Saved data entries
┏━━

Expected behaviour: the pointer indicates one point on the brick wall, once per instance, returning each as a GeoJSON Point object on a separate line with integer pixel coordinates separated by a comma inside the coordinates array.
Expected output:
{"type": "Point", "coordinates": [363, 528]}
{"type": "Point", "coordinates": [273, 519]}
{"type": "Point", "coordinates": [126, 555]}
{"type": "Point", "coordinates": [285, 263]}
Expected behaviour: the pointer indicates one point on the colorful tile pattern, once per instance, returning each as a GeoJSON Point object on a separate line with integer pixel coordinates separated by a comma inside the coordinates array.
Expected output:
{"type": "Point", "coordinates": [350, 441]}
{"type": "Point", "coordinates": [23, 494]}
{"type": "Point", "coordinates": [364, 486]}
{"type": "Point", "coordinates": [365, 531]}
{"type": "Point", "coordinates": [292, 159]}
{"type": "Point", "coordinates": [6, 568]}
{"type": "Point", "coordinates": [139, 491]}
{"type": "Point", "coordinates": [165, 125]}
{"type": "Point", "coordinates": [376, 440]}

┗━━

● Work task: Reproduce the data in its entirety, matching each character.

● Result of this task:
Expected behaviour: the pointer indicates one point on the brick wall, once per instance, returning each as a GeoJSON Point object on a separate line with integer pixel coordinates separated by a comma inside the coordinates array.
Expected output:
{"type": "Point", "coordinates": [363, 528]}
{"type": "Point", "coordinates": [273, 519]}
{"type": "Point", "coordinates": [126, 555]}
{"type": "Point", "coordinates": [285, 263]}
Expected behaviour: the pointer indicates one point on the colorful tile pattern, once per instance, returning each as a GeoJSON Point object on a separate line with integer pixel coordinates separated by a comma inside the coordinates array.
Expected output:
{"type": "Point", "coordinates": [350, 441]}
{"type": "Point", "coordinates": [23, 494]}
{"type": "Point", "coordinates": [364, 486]}
{"type": "Point", "coordinates": [365, 531]}
{"type": "Point", "coordinates": [292, 159]}
{"type": "Point", "coordinates": [6, 568]}
{"type": "Point", "coordinates": [139, 491]}
{"type": "Point", "coordinates": [165, 125]}
{"type": "Point", "coordinates": [376, 440]}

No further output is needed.